---------- SELECTED PASSAGE

When David Cassidy made his debut on The Partridge Family in 1970, I was, well, not actually born yet, but even so, it's impossible not to see the effects of his early career today. He may have been preceded by Elvis hysteria and Beatlemania, but Cassidy was something new - the first true teenybopper idol, on television every week and with the peculiar, pretty, non-threatening appeal that makes 13-year-old girls squeal until they burst.

This, Cassidy's autobiography, is a fascinating insight into what it was like at the centre of that particular cyclone, and the answer - possibly an obvious one to our more jaded generation - is fairly horrible. While his entourage lived large off his success, Cassidy was often whisked secretly out of town after his live shows, to squalid hotels with just the clothes he was standing in, in an attempt to evade the mobs that would have more than likely ripped him limb from limb. And all those other pop star benefits, such as wads of cash, were never as large as they ought to have been, given how many albums and how much merchandise his pretty face shifted. As the first pop idol, he was too young, and his management too naive, to really reap the rewards. Possibly, this should be required reading for those queues and queues of would-be "idols" on fame-farming reality TV shows. The fact that Cassidy came out of it relatively well-adjusted (after years of therapy, mind you), sanguine and, indeed, alive, is remarkable.

The book covers Cassidy's life before and after the madness, and he devotes much time to his fraught relationship with his father, but it's the Partridge years that fascinate most.

What strikes the reader is how naive he seems, and you have to keep reminding yourself that it was a different time, and he really was the first. One of the strengths of this book as an autobiography are the comments, interspersed throughout, from others who were there - Shirley Jones, the rest of the Cassidy clan, magazine editors, friends, contemporaries. This gives a depth and credibility to what could otherwise be just another "fame is hard" cautionary celebrity tale.

--------------------
---------- ENTRIES SUPPLIED

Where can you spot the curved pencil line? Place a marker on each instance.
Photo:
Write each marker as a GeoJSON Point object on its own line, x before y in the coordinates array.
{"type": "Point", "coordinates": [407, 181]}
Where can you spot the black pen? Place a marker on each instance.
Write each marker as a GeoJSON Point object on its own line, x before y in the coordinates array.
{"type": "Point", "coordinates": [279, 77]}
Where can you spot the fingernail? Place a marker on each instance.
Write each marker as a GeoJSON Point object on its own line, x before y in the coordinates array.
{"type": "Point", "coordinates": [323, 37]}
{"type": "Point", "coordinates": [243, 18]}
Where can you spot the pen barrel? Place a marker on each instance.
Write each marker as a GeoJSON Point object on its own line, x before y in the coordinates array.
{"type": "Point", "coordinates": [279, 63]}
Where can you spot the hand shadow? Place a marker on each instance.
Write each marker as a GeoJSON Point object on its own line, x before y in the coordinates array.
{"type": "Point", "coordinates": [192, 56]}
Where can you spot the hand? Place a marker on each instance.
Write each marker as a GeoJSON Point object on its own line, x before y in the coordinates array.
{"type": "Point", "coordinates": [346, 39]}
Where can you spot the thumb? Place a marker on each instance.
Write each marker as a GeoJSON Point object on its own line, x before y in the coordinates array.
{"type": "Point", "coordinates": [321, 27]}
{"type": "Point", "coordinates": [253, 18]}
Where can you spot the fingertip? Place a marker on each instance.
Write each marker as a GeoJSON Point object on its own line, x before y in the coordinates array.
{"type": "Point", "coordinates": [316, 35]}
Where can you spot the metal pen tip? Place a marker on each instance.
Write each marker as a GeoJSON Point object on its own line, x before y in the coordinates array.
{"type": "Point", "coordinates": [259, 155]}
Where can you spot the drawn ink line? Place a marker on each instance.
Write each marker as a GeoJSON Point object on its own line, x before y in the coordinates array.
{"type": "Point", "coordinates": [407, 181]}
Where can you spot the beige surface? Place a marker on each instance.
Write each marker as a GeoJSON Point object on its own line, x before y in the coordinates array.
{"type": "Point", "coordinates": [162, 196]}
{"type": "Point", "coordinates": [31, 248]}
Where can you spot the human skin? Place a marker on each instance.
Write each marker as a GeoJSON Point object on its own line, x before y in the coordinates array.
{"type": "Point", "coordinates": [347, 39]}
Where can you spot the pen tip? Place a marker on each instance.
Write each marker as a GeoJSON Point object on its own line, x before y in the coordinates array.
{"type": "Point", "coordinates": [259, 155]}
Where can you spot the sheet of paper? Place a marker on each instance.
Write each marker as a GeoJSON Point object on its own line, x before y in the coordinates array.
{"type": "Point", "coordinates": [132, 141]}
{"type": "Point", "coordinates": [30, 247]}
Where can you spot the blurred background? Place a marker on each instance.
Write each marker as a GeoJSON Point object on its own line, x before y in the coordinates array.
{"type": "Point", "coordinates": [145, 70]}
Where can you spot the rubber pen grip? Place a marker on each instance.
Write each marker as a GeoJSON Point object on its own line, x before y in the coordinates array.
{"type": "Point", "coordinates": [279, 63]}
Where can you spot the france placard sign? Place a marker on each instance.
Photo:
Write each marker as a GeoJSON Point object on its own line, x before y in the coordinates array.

--------------------

> [REQUIRED WORK]
**1)** According to the review, in what year did David Cassidy make his debut on The Partridge Family?
**2)** Rewrite the part of the review that opens with "The book covers" and closes with "that fascinate most.", swapping "fraught relationship" for "strained relationship".

> [RESPONSES IN ORDER]
**1)** 1970

**2)**
The book covers Cassidy's life before and after the madness, and he devotes much time to his strained relationship with his father, but it's the Partridge years that fascinate most.